━━━━━ Texte source
Après avoir surpris tout le monde, en annonçant, mardi dernier, 19 février 2019, dans un communiqué laconique, le relèvement du taux d’intérêt directeur de 100 points de base le portant à 7,75, la Banque centrale de Tunisie (BCT) a décidé de s’expliquer, en publiant une note technique dans laquelle elle justifie sa politique de resserrement monétaire.
Par Khémaies Krimi
Schématiquement, et pour comprendre cette technique, les banques centrales pratiquent deux types de politique monétaire. Une baisse des taux d’intérêt (sur la base desquels elles prêtent aux banques et aux organismes de crédit) et l’injection de davantage de liquidités sur les marchés s’apparentant à une politique expansionniste ou de détente monétaire (en cas de déflation ou de ralentissement économique).
Un relèvement des taux et la diminution des liquidités constituent une politique restrictive, ou de resserrement monétaire (en cas de forte inflation ou de surchauffe de l’économie).
L’objectif final de la politique monétaire est de préserver la stabilité des prix tout en soutenant le développement économique.
Dans sa note, la BCT relève que les tensions inflationnistes observées, depuis 2017, se sont poursuivies tout au long de l’année 2018 portant le taux d’inflation à 7,3% en moyenne, sur toute l’année écoulée, contre 5,3% une année auparavant.
En janvier 2019, l’inflation globale s’est établie à 7,1%. Cette relative détente qui porte la marque, principalement, d’un effet de base favorable (étant donné que si l’on rapporte l’Indice des prix à la consommation de janvier 2019 à celui de janvier 2018 (qui est exceptionnellement élevé), le ratio obtenu s’inscrit en baisse) ne doit en aucun cas dissimuler les pressions susceptibles d’entretenir les tensions inflationnistes pour la période à venir.
D’ailleurs, relève la BCT, les principaux indicateurs de l’inflation sous-jacente se maintiennent à des niveaux supérieurs à la moyenne historique, et demeurent largement au-delà de l’inflation globale, présageant de la persistance des tensions inflationnistes.
Desserrer les tensions inflationnistes
La BCT devait résumer ensuite en dix points ce que les Tunisiens doivent savoir sur sa politique de resserrement monétaire.
━━━━━━━━━━
━━━━━ Matériel d'étude
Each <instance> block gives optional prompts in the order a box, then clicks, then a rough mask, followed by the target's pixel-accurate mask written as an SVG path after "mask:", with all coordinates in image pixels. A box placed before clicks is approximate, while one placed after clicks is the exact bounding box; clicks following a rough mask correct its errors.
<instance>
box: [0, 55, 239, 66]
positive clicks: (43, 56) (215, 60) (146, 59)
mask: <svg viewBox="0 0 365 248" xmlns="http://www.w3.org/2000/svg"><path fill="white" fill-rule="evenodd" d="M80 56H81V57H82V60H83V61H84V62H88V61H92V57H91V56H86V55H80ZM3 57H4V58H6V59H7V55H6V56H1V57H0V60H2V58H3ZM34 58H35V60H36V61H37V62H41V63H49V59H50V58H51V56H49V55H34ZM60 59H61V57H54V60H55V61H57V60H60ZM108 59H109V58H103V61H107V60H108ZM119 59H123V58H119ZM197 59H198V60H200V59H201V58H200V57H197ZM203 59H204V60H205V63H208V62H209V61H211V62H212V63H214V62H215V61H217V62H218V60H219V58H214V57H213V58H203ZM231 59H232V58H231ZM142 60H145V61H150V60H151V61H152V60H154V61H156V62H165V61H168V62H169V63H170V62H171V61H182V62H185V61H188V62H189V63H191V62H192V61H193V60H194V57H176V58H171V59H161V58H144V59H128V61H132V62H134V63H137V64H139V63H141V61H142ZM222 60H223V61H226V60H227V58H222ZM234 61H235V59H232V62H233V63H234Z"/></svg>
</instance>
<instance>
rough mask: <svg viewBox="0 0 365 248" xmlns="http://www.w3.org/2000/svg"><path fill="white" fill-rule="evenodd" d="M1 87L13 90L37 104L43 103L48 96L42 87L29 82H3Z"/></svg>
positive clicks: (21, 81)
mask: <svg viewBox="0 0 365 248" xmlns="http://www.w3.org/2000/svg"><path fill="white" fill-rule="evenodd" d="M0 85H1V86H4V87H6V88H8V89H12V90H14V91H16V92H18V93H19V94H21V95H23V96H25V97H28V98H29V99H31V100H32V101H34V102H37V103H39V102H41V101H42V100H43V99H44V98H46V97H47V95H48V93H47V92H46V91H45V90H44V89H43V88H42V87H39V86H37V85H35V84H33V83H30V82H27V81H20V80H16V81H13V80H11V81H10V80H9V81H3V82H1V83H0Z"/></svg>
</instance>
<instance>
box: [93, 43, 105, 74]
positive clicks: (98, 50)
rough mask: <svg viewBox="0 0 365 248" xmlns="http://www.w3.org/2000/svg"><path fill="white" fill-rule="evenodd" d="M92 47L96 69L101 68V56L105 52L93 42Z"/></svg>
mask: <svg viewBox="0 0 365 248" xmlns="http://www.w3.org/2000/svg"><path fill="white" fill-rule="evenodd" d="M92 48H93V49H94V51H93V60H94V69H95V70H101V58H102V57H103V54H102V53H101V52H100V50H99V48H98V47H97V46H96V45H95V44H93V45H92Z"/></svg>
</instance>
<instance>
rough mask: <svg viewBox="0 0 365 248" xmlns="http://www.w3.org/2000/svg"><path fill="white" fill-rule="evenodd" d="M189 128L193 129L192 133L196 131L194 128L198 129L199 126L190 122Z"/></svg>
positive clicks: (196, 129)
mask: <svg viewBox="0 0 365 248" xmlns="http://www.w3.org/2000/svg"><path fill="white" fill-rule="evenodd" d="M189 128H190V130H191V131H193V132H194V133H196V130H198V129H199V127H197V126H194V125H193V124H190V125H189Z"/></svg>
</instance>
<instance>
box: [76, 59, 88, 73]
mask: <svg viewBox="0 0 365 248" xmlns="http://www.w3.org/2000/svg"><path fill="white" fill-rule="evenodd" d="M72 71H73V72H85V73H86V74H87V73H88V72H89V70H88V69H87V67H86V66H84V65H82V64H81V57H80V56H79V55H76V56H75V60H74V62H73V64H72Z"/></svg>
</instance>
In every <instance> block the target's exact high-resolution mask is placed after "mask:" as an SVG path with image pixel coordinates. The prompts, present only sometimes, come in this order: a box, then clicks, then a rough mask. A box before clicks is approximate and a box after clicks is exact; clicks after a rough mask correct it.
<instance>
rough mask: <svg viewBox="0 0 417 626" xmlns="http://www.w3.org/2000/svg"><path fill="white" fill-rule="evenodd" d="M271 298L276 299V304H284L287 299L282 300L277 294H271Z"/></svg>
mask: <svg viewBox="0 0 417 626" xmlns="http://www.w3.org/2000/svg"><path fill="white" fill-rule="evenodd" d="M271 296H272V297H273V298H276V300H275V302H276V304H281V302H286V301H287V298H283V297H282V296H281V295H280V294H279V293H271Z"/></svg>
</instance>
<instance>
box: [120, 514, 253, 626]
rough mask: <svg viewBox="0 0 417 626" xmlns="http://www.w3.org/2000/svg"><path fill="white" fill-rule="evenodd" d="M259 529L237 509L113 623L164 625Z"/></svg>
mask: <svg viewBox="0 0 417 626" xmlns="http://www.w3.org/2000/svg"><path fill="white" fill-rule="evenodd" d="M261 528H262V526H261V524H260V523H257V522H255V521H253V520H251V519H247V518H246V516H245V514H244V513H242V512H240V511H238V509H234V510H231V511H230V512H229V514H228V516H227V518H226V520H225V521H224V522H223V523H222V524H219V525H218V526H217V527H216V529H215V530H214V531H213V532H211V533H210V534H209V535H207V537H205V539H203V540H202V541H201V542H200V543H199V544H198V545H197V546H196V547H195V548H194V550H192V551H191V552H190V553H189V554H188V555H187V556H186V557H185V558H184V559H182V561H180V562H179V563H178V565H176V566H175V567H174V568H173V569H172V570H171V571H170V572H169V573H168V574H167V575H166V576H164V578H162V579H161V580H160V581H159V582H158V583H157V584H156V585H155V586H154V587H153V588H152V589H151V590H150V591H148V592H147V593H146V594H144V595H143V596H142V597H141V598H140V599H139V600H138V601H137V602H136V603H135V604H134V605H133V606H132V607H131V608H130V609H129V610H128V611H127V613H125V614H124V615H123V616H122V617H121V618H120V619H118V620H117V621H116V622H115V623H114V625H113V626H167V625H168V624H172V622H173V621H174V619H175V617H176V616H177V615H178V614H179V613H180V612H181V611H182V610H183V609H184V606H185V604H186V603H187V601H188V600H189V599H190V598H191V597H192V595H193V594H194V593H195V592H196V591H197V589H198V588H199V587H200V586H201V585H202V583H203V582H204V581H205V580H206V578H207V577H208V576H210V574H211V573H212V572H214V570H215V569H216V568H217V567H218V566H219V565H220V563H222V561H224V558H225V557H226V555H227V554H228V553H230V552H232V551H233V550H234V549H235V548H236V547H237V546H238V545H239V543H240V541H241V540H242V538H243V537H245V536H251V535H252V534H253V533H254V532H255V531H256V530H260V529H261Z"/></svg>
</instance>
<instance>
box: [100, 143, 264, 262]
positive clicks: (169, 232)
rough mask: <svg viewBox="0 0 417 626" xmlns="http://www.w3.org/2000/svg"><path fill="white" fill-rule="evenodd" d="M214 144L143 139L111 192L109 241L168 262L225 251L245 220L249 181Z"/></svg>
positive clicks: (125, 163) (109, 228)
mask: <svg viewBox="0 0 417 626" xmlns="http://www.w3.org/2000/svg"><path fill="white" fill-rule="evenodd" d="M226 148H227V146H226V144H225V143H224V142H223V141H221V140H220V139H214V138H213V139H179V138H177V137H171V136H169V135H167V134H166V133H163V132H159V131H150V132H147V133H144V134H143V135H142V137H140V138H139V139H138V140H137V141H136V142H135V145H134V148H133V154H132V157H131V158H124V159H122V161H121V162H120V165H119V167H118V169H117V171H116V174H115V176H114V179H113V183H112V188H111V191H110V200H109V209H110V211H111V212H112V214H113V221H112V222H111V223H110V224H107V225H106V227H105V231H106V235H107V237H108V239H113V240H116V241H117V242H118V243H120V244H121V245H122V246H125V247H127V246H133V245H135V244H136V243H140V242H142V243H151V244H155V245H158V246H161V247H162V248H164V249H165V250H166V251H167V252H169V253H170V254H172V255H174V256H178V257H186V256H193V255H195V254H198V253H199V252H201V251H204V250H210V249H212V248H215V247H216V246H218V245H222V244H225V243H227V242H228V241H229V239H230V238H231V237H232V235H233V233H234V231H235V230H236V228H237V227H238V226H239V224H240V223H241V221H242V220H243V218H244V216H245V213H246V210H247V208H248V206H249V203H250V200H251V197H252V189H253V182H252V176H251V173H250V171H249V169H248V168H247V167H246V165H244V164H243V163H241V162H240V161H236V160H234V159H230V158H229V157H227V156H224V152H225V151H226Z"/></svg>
━━━━━━━━━━
_Consigne_:
Récrivez plus brièvement le paragraphe de l'article sur le relèvement du taux directeur de la BCT qui commence par « Dans sa note, la BCT relève ». Conservez ses faits principaux.

_Résultat_:
D'après la note de la BCT, les tensions inflationnistes apparues en 2017 ont continué toute l'année 2018. L'inflation a atteint 7,3% en moyenne sur l'année, contre 5,3% l'année précédente.